◆ **SET PROBLEM**
Recast the listing below as a JSON list of strings, one string per line and no blank lines. Cover only everything from the line containing "Could you mark the green" down to the end of the listing.

--- start of RECORDED INFORMATION ---

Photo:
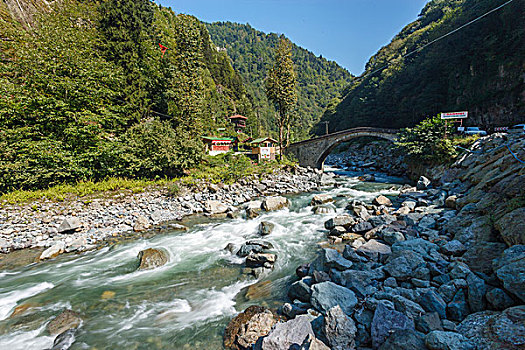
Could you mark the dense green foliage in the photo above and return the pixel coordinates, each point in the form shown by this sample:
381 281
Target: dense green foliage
318 81
281 87
81 86
425 141
478 69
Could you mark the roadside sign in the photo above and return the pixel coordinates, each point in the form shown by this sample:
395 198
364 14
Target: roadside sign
454 115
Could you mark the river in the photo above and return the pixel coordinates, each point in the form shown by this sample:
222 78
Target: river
185 304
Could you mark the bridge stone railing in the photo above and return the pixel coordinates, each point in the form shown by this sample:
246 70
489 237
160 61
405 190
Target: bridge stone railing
313 152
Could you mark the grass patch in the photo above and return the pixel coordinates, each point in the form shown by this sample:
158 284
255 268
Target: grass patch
227 169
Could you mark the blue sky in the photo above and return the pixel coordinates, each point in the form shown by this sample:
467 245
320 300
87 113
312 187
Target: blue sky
346 31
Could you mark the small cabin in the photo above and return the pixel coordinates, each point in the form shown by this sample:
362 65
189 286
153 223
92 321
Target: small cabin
217 145
264 148
239 122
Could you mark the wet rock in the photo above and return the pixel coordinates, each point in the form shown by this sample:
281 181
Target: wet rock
68 319
265 228
152 258
510 270
385 322
274 203
323 198
423 183
345 221
53 251
248 326
375 250
64 340
260 259
382 200
339 329
433 302
403 340
312 343
333 259
326 295
69 225
285 335
300 290
441 340
512 227
429 322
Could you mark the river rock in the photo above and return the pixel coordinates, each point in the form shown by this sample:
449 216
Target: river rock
441 340
339 329
326 295
312 343
423 183
385 322
382 200
286 335
323 198
215 207
345 221
53 251
69 225
64 340
512 227
265 228
248 326
274 203
68 319
510 270
152 258
260 259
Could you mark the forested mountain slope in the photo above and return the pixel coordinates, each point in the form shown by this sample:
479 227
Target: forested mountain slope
85 91
479 68
319 80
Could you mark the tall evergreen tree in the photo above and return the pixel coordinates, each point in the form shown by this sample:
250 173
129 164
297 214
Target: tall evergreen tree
280 86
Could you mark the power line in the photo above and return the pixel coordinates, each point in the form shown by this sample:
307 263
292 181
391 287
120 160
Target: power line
438 39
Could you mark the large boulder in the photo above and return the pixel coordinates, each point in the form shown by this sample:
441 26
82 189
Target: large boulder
326 295
385 322
274 203
245 328
512 227
68 319
441 340
490 330
152 258
215 207
286 335
339 329
69 225
510 269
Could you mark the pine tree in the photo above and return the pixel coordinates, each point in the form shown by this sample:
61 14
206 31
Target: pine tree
280 86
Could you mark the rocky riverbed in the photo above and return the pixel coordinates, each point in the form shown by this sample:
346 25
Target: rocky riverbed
82 224
439 267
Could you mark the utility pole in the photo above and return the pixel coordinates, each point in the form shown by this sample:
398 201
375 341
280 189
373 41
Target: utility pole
326 126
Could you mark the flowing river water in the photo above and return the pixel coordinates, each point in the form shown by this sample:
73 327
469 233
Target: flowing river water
185 304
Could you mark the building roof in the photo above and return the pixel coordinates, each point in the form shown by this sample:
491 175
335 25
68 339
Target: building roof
212 138
238 116
262 139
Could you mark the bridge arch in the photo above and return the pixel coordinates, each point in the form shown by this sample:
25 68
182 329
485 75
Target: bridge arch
313 152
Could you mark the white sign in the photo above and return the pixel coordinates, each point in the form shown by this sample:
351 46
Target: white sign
454 115
265 152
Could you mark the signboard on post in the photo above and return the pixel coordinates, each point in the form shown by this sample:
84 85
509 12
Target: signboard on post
454 115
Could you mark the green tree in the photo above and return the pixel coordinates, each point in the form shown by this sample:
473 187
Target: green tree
280 86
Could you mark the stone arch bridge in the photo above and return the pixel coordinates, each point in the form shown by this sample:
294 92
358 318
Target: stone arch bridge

--- end of RECORDED INFORMATION ---

◆ **RESPONSE FOR THIS EXERCISE**
[
  "Could you mark the green tree in the photo above and return the pixel coordinates, each point in the form shown by this sample:",
  "473 187",
  "Target: green tree",
  "280 86",
  "Could you mark the stone arch bridge in the photo above and return the pixel coordinates, each point in the form shown by this sample:",
  "294 92",
  "358 318",
  "Target: stone arch bridge"
]